AIM A:
Write out the listing word for word, starting at the line that contains "Where can you spot the window in" and continuing through the end of the listing, including both ends.

EXTRACT PROVIDED:
^^^^

At the top end the 5D Mark II can be set to an exposure time of 1/1000th of a second for video (or possibly higher, I don't have mine on, atm to check).
This is the same as taking a single frame at 1/1000th -- except that it takes 30 frames, each exposing for only 1/1000th of a second.
A Double Bass has a frequency (according to the intertubes) of between 40Hz and 200Hz. Something vibrating at that range of frequencies is easily 'stopped' by something capturing at 1/1000th.
Want to test it? Go grab a regular SLR, set it to 1/1000th exposure time, get enough light, and shoot a double bass being strummed. You'll see the strings vibrating there.
The 5D Mark II in video mode is just taking 30 frames per second, rather than one.
If, like with a camcorder, you set the 5D Mark II to use a more reasonable shutter speed (1/30th, or 1/60th, say) - then you'd notice the strings apeared more blurry.
It'd also smooth out the movement of the player's fingers, which appear jerky.
Simple. :)
I'm suspicious, too, since high-speed videos of strings being plucked look more like a pulse bouncing back and forth between the nut and bridge. youtube.com/watch?v=hRExwl11Upw youtube.com/watch?v=tZpeAJdD770
Of course after the pulse has traveled back and forth a few times it disperses into the harmonics of the string, but I don't think it ever turns into this very wavy shape (which would mean that only a single high-number harmonic was present).

^^^^

AIM B:
Give again, word for word, the passage of the shutter-speed text from "This is the" up to and including "which appear jerky.".

Items listed in a dataset:

^^^^

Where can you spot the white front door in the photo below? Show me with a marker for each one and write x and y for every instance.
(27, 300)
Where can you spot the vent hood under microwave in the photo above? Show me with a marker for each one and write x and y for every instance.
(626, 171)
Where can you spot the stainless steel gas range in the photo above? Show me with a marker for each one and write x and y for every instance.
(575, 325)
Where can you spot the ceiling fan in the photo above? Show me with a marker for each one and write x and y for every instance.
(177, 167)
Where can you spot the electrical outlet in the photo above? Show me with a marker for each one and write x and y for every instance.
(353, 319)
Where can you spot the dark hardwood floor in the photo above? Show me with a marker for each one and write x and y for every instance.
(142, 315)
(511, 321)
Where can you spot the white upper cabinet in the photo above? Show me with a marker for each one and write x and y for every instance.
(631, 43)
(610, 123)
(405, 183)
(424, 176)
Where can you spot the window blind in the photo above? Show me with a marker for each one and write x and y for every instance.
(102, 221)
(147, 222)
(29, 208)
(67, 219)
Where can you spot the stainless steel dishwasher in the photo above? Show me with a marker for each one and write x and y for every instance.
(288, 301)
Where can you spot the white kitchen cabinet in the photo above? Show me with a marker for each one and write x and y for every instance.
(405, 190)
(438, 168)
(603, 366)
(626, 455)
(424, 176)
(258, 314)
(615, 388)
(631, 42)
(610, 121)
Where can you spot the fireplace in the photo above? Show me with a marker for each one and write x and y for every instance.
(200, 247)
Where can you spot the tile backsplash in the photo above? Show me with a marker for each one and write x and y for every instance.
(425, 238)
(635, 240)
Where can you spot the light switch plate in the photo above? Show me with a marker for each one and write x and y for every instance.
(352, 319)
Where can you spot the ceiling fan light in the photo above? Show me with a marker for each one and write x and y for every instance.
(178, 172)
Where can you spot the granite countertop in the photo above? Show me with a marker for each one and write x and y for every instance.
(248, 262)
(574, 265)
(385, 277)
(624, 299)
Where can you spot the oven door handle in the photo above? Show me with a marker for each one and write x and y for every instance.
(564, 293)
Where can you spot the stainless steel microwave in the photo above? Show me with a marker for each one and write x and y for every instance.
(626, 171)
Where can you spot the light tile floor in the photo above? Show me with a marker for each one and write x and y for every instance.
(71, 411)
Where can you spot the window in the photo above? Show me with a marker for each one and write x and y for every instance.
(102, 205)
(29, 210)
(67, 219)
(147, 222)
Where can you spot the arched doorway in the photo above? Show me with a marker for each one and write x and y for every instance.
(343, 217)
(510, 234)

^^^^

EXPECTED ANSWER A:
Where can you spot the window in the photo above? Show me with a marker for each one and write x and y for every instance.
(102, 205)
(29, 210)
(67, 219)
(147, 222)
Where can you spot the arched doorway in the photo above? Show me with a marker for each one and write x and y for every instance.
(343, 217)
(510, 234)

EXPECTED ANSWER B:
This is the same as taking a single frame at 1/1000th -- except that it takes 30 frames, each exposing for only 1/1000th of a second.
A Double Bass has a frequency (according to the intertubes) of between 40Hz and 200Hz. Something vibrating at that range of frequencies is easily 'stopped' by something capturing at 1/1000th.
Want to test it? Go grab a regular SLR, set it to 1/1000th exposure time, get enough light, and shoot a double bass being strummed. You'll see the strings vibrating there.
The 5D Mark II in video mode is just taking 30 frames per second, rather than one.
If, like with a camcorder, you set the 5D Mark II to use a more reasonable shutter speed (1/30th, or 1/60th, say) - then you'd notice the strings apeared more blurry.
It'd also smooth out the movement of the player's fingers, which appear jerky.